▸ Tasks:
[a] How would you render this sentence from the blog post in Spanish: "Being out in the jungle makes me feel like a WILD CAT!"
[b] Can you reproduce word for word the stretch of the blog post from "This is me sitting" through "still VERY delishus."?

Friday, April 27, 2007

Out There on my leash!

Since it is getting nice outside again, my Person decided to take me out into the great jungle Out There on my leash this week! I was very excited. We live in the air in our building, and whenever my Person opens the door to go to the front door, I always come down the stairs with her because I am a very intrepid explorer. But when it was cold outside she would never let me go outside of the door. BUT THIS WEEK SHE FINALLY DID! I explored many things.
This is me sitting under this very big metal thing. It had gas, as you can see by the gas can in the back, but it was not the same smelly kind of gas that my sister Sophie has. I spent a LOT of time sniffing the big metal thing's blanket, because it smelled a lot like MEATS!!! And I REALLY like meats. I tried to lick the blanket a few times too, but my Person said "Kismet, that is gross" and made me move on to other things. She told me that the big metal thing is used for cooking meats and that is why it smelled like them. My Person does not eat meats, so it is really a miracle that I even remember what they smell like.

Since my Person would not let me lick the metal thing's blanket, I instead decided to eat some grass. I LOVE GRASS! I also looked around for some sellree, but I did not find any. I guess we do not grow our own sellree. But the grass was still VERY delishus.

The jungle is set up for a man cat, I think, because the grass is just tall enough that I can sit my booty on this big chair to eat it. It was a little difficult to get the eating stance right, though. I had to spread my very big back feets out to brace myself, and put most my man cat weight on my very big FRONT feets. It worked PERFECTLY once I figured it out, though! Here is a picture of my very big back feets in the right position. And also of my booty.
Being out in the jungle makes me feel like a WILD CAT! If you a young cat and scare easily you might not want to look at the next two pictures, because I do not want you to be spooked by my WILD CATNESS!
Although, if you have never been to the jungle, you might not even be able to find me in these pictures at all.

▸ Data records:
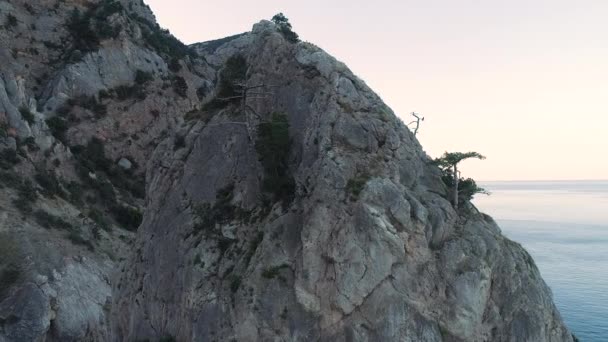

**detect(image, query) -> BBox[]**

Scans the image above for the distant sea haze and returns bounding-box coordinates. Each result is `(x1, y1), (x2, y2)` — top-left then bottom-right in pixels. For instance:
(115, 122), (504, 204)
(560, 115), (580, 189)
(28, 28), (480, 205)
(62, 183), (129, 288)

(474, 181), (608, 342)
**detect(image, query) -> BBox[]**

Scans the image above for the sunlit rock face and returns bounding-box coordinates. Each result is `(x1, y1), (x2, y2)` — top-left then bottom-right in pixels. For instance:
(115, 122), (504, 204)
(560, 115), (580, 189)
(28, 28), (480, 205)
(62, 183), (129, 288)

(0, 0), (572, 342)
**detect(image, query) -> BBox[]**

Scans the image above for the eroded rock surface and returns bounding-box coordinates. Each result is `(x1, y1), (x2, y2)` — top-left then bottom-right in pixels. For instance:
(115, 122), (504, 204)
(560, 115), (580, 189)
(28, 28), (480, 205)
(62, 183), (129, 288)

(0, 0), (572, 342)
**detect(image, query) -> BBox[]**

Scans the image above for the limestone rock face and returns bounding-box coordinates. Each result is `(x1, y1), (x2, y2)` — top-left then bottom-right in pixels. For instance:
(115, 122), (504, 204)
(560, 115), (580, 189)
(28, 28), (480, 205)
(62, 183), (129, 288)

(0, 0), (572, 342)
(111, 22), (571, 341)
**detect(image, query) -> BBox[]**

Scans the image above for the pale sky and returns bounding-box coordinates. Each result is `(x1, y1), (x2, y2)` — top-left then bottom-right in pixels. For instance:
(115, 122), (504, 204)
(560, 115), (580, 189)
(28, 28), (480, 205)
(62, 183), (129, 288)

(145, 0), (608, 180)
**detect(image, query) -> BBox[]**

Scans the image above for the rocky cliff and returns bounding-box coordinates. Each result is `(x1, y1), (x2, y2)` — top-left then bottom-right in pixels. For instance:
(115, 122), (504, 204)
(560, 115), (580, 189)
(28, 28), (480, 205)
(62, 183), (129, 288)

(0, 0), (572, 341)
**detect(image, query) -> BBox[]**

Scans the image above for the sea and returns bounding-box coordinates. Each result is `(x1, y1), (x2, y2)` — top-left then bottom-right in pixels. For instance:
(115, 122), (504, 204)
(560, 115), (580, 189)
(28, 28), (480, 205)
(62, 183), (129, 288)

(473, 181), (608, 342)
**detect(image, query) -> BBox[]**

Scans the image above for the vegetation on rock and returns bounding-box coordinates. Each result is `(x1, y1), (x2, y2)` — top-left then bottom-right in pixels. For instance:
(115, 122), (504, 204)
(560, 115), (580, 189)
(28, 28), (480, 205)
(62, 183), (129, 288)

(255, 112), (295, 206)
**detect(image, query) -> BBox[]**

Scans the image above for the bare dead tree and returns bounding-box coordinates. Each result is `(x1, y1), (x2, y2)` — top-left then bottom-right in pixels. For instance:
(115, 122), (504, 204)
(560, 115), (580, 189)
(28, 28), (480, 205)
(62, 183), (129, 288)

(407, 112), (424, 136)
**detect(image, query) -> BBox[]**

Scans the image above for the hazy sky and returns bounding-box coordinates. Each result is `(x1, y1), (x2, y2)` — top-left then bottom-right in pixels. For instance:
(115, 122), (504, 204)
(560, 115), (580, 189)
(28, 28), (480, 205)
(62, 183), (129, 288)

(146, 0), (608, 180)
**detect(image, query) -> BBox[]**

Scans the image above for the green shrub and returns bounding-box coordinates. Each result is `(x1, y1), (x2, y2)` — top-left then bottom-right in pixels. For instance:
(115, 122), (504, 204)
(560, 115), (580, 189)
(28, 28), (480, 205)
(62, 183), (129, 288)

(230, 275), (242, 293)
(89, 208), (111, 231)
(0, 233), (23, 301)
(0, 149), (20, 170)
(255, 113), (295, 206)
(217, 54), (247, 98)
(19, 106), (36, 125)
(135, 70), (154, 85)
(346, 173), (370, 201)
(194, 183), (236, 234)
(4, 13), (17, 28)
(34, 210), (74, 231)
(67, 230), (95, 251)
(112, 205), (143, 231)
(169, 58), (182, 72)
(171, 76), (188, 98)
(131, 13), (195, 59)
(272, 13), (300, 43)
(13, 179), (38, 214)
(34, 170), (65, 198)
(262, 264), (289, 279)
(46, 116), (69, 144)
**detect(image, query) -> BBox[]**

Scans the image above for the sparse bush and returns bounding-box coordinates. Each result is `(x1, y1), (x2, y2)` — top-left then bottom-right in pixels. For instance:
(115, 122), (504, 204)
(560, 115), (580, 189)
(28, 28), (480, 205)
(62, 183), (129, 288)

(346, 173), (369, 201)
(171, 76), (188, 98)
(135, 70), (154, 85)
(255, 113), (295, 206)
(131, 14), (195, 59)
(217, 54), (247, 98)
(262, 264), (289, 279)
(112, 204), (143, 231)
(169, 58), (182, 72)
(0, 233), (22, 301)
(272, 13), (300, 43)
(194, 184), (236, 234)
(0, 149), (19, 170)
(67, 230), (95, 251)
(34, 170), (65, 198)
(34, 210), (74, 231)
(13, 179), (38, 214)
(19, 106), (36, 125)
(89, 209), (111, 231)
(230, 275), (242, 293)
(4, 13), (18, 27)
(46, 116), (69, 144)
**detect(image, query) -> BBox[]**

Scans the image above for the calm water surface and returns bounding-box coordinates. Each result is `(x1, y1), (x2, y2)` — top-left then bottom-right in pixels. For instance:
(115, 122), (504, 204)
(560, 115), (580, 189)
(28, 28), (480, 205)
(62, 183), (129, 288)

(474, 181), (608, 342)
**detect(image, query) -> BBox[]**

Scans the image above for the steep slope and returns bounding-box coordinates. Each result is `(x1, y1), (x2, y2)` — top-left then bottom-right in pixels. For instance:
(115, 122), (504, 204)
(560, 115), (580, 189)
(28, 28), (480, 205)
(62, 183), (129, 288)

(0, 0), (572, 342)
(111, 21), (572, 341)
(0, 0), (215, 341)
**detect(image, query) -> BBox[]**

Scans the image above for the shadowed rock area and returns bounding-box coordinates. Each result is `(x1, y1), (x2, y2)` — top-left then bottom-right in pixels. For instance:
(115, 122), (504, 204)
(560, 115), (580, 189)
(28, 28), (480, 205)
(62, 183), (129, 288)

(0, 0), (573, 342)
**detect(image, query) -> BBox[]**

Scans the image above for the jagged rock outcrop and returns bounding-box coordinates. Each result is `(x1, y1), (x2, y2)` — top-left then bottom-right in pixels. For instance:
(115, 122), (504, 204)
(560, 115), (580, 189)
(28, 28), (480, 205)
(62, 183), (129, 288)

(112, 22), (571, 341)
(0, 0), (572, 342)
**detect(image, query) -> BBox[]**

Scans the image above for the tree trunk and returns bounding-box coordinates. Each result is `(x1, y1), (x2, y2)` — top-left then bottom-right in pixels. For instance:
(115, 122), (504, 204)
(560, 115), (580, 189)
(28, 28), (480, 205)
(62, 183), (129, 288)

(454, 164), (458, 209)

▸ The results:
[a] ¡Estar afuera en la jungla me hace sentir como un GATO SALVAJE!

[b]
This is me sitting under this very big metal thing. It had gas, as you can see by the gas can in the back, but it was not the same smelly kind of gas that my sister Sophie has. I spent a LOT of time sniffing the big metal thing's blanket, because it smelled a lot like MEATS!!! And I REALLY like meats. I tried to lick the blanket a few times too, but my Person said "Kismet, that is gross" and made me move on to other things. She told me that the big metal thing is used for cooking meats and that is why it smelled like them. My Person does not eat meats, so it is really a miracle that I even remember what they smell like.

Since my Person would not let me lick the metal thing's blanket, I instead decided to eat some grass. I LOVE GRASS! I also looked around for some sellree, but I did not find any. I guess we do not grow our own sellree. But the grass was still VERY delishus.